[Start of Data records]

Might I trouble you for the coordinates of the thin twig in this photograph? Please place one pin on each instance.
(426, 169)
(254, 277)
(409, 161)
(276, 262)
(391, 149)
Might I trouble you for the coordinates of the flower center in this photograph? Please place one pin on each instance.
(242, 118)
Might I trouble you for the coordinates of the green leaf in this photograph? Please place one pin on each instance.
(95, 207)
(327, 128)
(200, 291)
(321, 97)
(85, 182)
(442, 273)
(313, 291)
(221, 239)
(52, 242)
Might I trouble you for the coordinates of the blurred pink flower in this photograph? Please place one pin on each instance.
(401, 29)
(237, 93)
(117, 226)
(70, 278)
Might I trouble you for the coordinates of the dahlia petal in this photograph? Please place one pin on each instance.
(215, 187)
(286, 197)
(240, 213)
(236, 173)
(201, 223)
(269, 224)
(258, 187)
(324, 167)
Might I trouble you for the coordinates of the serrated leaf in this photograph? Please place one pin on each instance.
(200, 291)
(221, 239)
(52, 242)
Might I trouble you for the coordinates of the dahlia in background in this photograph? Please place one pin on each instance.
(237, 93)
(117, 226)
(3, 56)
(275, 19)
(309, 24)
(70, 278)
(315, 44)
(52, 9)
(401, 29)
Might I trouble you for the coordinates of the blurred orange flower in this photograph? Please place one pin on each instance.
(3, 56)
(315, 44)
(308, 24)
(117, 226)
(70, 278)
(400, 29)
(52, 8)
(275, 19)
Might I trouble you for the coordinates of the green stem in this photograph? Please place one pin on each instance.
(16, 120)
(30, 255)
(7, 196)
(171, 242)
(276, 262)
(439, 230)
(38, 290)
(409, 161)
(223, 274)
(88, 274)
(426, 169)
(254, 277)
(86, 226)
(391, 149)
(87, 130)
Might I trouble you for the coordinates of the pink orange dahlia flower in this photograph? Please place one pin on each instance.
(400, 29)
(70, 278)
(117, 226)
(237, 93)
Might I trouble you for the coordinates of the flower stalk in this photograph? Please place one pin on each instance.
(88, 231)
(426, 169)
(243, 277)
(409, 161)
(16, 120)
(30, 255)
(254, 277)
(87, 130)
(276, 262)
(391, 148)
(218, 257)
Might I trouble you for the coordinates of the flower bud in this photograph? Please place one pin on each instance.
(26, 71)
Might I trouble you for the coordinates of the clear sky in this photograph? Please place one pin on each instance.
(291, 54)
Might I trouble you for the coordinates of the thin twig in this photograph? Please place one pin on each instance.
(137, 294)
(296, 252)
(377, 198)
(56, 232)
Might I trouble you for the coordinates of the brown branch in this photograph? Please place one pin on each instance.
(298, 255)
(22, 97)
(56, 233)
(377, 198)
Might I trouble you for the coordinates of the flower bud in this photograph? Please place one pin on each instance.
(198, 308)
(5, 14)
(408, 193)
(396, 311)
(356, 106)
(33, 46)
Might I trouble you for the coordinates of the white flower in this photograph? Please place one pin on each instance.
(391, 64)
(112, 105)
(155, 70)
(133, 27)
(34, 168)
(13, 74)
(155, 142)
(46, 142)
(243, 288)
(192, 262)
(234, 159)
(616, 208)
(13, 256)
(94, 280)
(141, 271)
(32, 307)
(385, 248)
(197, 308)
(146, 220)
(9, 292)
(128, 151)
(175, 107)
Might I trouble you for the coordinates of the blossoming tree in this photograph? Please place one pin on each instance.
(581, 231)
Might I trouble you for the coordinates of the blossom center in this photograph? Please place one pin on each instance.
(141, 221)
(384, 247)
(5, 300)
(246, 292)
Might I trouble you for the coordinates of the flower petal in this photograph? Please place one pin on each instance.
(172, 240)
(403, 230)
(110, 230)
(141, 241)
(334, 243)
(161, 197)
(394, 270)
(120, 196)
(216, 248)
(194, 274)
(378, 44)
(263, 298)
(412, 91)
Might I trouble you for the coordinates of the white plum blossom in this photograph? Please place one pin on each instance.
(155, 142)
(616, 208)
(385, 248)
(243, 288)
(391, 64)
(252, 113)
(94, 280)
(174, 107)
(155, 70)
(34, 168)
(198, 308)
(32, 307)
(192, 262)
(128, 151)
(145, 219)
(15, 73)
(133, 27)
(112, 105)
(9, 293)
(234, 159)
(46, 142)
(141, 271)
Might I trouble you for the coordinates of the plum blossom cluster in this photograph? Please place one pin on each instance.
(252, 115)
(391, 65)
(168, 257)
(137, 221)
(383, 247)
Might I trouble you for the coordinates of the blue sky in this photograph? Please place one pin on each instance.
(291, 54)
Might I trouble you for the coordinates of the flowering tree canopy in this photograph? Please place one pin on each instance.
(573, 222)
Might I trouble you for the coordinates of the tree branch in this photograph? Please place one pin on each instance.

[End of Data records]

_Requirement_
Can you copy out all of the records above, line for line and without changing a word?

_Response_
Might I trouble you for the coordinates of the thin twig in this photograph? Please place one pin on each instance.
(426, 169)
(254, 277)
(409, 161)
(276, 262)
(391, 149)
Might I trouble you for the coordinates of the flower center in this photograph? Please place one pin on each instance.
(242, 118)
Might I trouble you for the coordinates of the green leaf in this photograph? Please place one pin on each instance.
(95, 207)
(327, 128)
(200, 291)
(321, 97)
(85, 182)
(442, 273)
(313, 291)
(221, 239)
(52, 242)
Might I trouble you for the coordinates of the blurred pink flower in this photograph? Please place one pin on each instance.
(401, 29)
(237, 93)
(117, 226)
(70, 278)
Might I trouble you for the coordinates of the dahlia petal in this photograph? Please place one pin on each instance.
(215, 187)
(286, 197)
(240, 213)
(236, 173)
(201, 223)
(269, 224)
(258, 187)
(324, 167)
Might I trouble you for the coordinates of the serrated leaf in this photograph? Please place one pin on each instance.
(200, 291)
(221, 239)
(52, 242)
Might I trouble you for the coordinates of the dahlia in background in this photograph? Please place one pin on each instance.
(237, 93)
(117, 226)
(3, 56)
(275, 19)
(309, 24)
(70, 278)
(315, 44)
(52, 9)
(401, 29)
Might I trouble you for the coordinates of the blurred orange flower in this photograph? Please place one pin on each instance.
(3, 56)
(315, 44)
(308, 24)
(117, 226)
(70, 278)
(400, 29)
(52, 8)
(275, 19)
Might I trouble you for the coordinates of the green stem in this photograph? Please place one pin on each instance.
(16, 120)
(30, 255)
(7, 196)
(171, 242)
(276, 262)
(439, 230)
(38, 290)
(409, 161)
(223, 274)
(88, 274)
(426, 169)
(254, 277)
(86, 226)
(391, 149)
(87, 130)
Might I trouble you for the coordinates of the pink orange dahlia flower in this photograph? Please place one pin on each instance.
(400, 29)
(70, 278)
(117, 226)
(237, 93)
Might I trouble you for the coordinates of the flower stalk in this photograph? Please place one pin on each instance.
(88, 231)
(426, 169)
(243, 277)
(409, 161)
(16, 120)
(30, 255)
(254, 277)
(87, 130)
(276, 262)
(391, 148)
(218, 257)
Might I trouble you for the coordinates of the flower bud in this photograph? Please place one pin on each instance.
(26, 71)
Might I trouble you for the coordinates of the clear sky in this photograph? Please place one pin on each instance.
(291, 54)
Might I trouble you for the coordinates of the thin twig in this photograph? Please place one pin on each instance.
(137, 294)
(296, 252)
(377, 198)
(56, 232)
Might I trouble you for the coordinates of the brown branch in this photograph? Please place one pin on each instance.
(298, 255)
(22, 97)
(56, 233)
(377, 198)
Might I trouble you for the coordinates of the flower bud in this photograph? Please place one pin on each instance.
(198, 308)
(5, 14)
(408, 193)
(396, 311)
(356, 106)
(33, 46)
Might I trouble you for the coordinates of the white flower in this photograph? Please place one pin on each instance.
(391, 64)
(112, 105)
(155, 70)
(133, 27)
(34, 168)
(13, 74)
(155, 142)
(46, 142)
(243, 288)
(192, 262)
(234, 159)
(616, 208)
(13, 256)
(94, 280)
(141, 271)
(32, 307)
(385, 248)
(197, 308)
(146, 220)
(9, 292)
(128, 151)
(175, 107)
Might I trouble you for the coordinates of the blossoming tree in this photograph? Please place one pin on each instance.
(581, 231)
Might I trouble you for the coordinates of the blossom center in this photograph? Please place one pin on each instance.
(141, 221)
(384, 247)
(5, 300)
(246, 292)
Might I trouble you for the coordinates of the flower petal in this photograph? Please place one pin on each instance.
(172, 240)
(403, 230)
(110, 230)
(141, 241)
(334, 243)
(161, 197)
(394, 270)
(120, 196)
(216, 248)
(194, 274)
(378, 44)
(263, 298)
(412, 91)
Might I trouble you for the coordinates of the white plum blossom in this photograph? Please place one pin on each instance.
(155, 142)
(616, 208)
(385, 248)
(243, 288)
(391, 64)
(252, 113)
(94, 280)
(174, 107)
(155, 70)
(34, 168)
(198, 308)
(32, 307)
(192, 262)
(128, 151)
(145, 219)
(15, 73)
(133, 27)
(112, 105)
(9, 293)
(234, 159)
(46, 142)
(141, 271)
Might I trouble you for the coordinates of the plum blossom cluster in this photograph? Please place one pin on each instance.
(252, 115)
(391, 65)
(168, 257)
(137, 221)
(383, 247)
Might I trouble you for the coordinates of the blue sky in this photograph? Please place one pin on each instance.
(291, 54)
Might I trouble you for the coordinates of the flowering tree canopy in this photograph? Please place one pin on each instance.
(573, 222)
Might I trouble you for the coordinates of the tree branch in this photograph? Please place one pin on each instance.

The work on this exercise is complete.